### [Source records]
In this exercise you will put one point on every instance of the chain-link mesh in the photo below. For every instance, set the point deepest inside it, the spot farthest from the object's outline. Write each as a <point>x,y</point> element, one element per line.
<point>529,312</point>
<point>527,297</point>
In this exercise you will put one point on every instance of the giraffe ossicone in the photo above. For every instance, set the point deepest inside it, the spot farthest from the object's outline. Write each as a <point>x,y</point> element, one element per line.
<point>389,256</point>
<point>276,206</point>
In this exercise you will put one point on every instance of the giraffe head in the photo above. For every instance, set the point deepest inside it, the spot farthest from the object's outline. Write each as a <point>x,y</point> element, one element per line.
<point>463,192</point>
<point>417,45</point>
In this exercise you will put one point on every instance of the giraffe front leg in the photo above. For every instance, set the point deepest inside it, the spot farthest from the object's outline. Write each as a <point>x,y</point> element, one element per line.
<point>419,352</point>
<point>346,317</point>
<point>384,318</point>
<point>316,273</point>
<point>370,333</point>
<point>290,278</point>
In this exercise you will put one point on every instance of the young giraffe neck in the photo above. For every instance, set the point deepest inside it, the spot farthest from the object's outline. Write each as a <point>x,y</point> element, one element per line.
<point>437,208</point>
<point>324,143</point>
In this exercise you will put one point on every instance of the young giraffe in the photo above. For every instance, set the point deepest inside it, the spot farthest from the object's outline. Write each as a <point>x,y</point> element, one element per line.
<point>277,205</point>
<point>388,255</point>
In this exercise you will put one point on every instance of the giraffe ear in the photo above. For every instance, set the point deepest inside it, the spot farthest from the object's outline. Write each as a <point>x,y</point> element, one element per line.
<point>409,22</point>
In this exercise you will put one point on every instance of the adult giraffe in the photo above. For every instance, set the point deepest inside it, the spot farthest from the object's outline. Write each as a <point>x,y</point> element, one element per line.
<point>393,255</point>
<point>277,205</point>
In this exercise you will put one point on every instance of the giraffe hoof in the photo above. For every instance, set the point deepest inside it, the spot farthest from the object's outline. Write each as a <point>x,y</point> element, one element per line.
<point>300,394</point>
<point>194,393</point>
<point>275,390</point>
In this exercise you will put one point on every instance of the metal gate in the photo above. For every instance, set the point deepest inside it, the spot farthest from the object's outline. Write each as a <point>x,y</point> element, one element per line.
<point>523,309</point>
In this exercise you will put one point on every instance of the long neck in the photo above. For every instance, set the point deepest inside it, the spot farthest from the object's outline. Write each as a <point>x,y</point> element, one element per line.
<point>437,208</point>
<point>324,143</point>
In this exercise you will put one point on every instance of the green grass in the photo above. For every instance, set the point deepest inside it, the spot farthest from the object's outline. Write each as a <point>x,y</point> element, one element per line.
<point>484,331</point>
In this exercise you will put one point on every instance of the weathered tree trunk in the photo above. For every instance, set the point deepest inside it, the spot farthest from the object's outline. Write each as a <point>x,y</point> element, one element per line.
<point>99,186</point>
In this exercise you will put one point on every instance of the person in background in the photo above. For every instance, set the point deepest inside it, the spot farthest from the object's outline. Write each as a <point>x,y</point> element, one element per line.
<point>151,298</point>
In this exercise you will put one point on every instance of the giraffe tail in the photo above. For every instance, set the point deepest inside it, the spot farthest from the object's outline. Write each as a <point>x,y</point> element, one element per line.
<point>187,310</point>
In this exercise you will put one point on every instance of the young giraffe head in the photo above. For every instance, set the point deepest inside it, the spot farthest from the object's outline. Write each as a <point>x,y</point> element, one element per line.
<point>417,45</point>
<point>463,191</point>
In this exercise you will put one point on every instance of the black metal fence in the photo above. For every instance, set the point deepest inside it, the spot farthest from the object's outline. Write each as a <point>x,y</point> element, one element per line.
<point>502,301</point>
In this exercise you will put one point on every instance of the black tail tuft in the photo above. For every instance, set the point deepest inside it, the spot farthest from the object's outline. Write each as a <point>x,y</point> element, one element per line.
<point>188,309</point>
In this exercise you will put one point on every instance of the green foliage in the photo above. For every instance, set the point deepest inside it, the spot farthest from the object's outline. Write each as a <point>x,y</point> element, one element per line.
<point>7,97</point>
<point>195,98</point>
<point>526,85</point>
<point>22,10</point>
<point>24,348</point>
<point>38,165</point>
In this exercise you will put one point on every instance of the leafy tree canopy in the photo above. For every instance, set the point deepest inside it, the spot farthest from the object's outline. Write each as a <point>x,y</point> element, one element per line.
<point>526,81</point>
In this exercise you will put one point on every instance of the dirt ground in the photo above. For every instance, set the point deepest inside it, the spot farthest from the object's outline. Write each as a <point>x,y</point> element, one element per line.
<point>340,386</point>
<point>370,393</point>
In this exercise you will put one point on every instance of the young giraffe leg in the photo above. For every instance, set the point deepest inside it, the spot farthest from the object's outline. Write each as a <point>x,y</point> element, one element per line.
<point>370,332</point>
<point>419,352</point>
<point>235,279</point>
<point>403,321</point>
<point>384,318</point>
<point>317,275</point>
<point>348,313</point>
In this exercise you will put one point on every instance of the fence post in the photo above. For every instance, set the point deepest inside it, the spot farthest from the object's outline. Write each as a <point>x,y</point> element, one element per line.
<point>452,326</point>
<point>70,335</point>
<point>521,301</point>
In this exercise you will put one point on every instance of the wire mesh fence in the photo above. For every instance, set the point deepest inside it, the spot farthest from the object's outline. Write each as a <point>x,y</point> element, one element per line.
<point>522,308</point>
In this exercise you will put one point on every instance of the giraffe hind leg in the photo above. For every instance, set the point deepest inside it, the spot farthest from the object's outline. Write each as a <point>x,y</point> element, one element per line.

### [Work item]
Reproduce, exactly and only, the lines running from the one with "of the dirt" to the end of the listing above.

### [Answer below]
In this exercise you will put one point on every instance of the dirt ground in the photo above. For every instance, set the point deepest inside it, the spot farthest from the object's outline. Write each as a <point>x,y</point> element, one element per line.
<point>340,386</point>
<point>370,393</point>
In this exercise you will put one point on every instance of the young giraffe leg in the photo above. For every instance, set the point deepest inside it, the spot farthest from the object's outline. Write each as a <point>x,y</point> element, one element per line.
<point>370,332</point>
<point>419,352</point>
<point>235,279</point>
<point>403,321</point>
<point>384,318</point>
<point>317,275</point>
<point>348,313</point>
In this exercise you will put one point on every instance of the fence post in the photo above. For every instance, set the point deepest inside it, the spot farthest from the object's outline. Write each as a <point>x,y</point> element, one element per line.
<point>452,326</point>
<point>70,335</point>
<point>521,301</point>
In this exercise you will put one point on every instance of the wire mesh fence in the photo above. For every instance, set the point deepest inside it, the spot farthest from the object's outline. Write each as a <point>x,y</point> element, one element per line.
<point>522,308</point>
In this exercise you will put one point on every instance of the giraffe hind leg in the photo above. For every instance, set the point deepest inside it, the spot farthest from the object's outline. Write each as a <point>x,y</point> element, one element per line.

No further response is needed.